— Start THE DATA —

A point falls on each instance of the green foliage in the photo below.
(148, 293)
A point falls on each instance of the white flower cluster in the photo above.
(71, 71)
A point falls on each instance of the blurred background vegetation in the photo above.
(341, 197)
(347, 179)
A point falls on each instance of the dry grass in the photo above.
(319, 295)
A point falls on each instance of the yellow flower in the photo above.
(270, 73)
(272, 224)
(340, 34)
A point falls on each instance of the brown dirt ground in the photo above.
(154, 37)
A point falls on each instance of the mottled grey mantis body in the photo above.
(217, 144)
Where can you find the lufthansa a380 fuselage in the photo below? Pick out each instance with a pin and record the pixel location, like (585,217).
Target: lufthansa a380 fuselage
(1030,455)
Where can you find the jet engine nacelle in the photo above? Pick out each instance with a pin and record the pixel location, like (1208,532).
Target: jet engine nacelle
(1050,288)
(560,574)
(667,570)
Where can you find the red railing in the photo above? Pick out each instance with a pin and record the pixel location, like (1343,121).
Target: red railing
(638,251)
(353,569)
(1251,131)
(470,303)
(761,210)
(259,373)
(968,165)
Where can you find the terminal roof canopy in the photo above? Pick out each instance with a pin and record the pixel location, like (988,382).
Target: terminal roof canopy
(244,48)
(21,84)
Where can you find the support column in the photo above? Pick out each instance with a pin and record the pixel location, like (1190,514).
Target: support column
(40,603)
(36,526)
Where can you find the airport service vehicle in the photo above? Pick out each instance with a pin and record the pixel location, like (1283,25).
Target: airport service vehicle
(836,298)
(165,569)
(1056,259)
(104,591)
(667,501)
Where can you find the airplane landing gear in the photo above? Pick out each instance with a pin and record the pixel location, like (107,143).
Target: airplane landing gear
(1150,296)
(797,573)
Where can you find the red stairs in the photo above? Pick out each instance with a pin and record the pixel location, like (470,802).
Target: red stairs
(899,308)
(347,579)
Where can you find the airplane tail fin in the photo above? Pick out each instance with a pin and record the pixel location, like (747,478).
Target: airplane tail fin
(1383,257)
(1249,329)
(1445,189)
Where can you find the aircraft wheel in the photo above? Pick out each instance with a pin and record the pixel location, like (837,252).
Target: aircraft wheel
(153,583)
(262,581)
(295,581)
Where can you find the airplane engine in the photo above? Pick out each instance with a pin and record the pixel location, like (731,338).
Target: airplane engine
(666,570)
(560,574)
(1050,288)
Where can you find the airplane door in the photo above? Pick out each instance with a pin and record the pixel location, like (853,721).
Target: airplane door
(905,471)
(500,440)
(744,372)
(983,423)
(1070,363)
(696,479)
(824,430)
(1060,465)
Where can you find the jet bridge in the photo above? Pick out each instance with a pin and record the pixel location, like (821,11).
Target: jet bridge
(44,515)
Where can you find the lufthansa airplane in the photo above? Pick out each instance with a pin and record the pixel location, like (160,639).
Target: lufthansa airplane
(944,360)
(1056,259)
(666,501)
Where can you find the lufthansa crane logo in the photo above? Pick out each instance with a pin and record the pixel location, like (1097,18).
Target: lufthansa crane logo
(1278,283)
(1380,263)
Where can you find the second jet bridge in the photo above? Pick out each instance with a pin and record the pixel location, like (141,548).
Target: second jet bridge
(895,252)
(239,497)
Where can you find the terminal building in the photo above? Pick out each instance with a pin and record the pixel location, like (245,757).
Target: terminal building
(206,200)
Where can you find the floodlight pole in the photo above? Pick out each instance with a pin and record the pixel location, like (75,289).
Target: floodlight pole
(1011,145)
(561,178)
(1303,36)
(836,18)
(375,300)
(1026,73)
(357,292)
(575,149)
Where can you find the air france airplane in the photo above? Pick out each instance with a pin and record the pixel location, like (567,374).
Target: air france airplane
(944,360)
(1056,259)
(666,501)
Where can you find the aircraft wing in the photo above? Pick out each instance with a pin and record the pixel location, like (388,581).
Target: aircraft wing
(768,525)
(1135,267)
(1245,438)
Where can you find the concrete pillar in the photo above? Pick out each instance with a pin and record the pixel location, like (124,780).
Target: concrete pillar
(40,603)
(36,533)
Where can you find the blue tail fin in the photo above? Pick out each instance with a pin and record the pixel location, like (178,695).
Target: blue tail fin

— End THE DATA —

EXERCISE. Recast the records above as a Markdown table with the columns Row and Text, covering the stretch from the line containing "Where can you find the lufthansa crane" through the end of the records. Give each line its own numbered row and leave out blank lines.

SOLUTION.
| Row | Text |
|---|---|
| 1 | Where can you find the lufthansa crane logo in the photo above? Pick out each instance with a pin and record the pixel location, like (1097,18). |
| 2 | Target: lufthansa crane logo |
| 3 | (1278,283) |
| 4 | (1380,263) |
| 5 | Where can you find the second jet bridge in the photo above? Pick out each instance with a pin and record the pixel location, like (141,548). |
| 6 | Target: second jet bridge |
| 7 | (895,252) |
| 8 | (239,497) |
| 9 | Where can you find the terminal building in the photo above? Pick out each instance with a pin and record the pixel location, like (245,757). |
| 10 | Target: terminal building |
| 11 | (206,200) |
| 12 | Where can you find the floodlight pole in the photo above? Pick out each instance with a pin and record the pixel location, like (75,289). |
| 13 | Target: floodlight pole |
| 14 | (1011,145) |
| 15 | (561,178) |
| 16 | (1303,36) |
| 17 | (836,18) |
| 18 | (375,300) |
| 19 | (1026,73) |
| 20 | (357,292) |
| 21 | (575,149) |
| 22 | Where can you find the air france airplane in the photo above? Pick out each instance with a pin and record the pixel location, like (567,374). |
| 23 | Target: air france airplane |
| 24 | (944,360) |
| 25 | (1056,259) |
| 26 | (666,501) |
| 27 | Where can you find the aircraft wing in the photo above? Pick out each instance with a pin and record the pixel location, like (388,581). |
| 28 | Target: aircraft wing |
| 29 | (768,525) |
| 30 | (1135,267) |
| 31 | (1245,438) |
| 32 | Where can you find the concrete pillar in the photo above? Pick out each instance with a pin and record the pixel location, like (124,780). |
| 33 | Target: concrete pillar |
| 34 | (40,603) |
| 35 | (36,533) |
| 36 | Where can you find the blue tail fin in the photo above? Pick out each instance with a pin and record the pixel location, like (178,695). |
| 37 | Target: blue tail fin |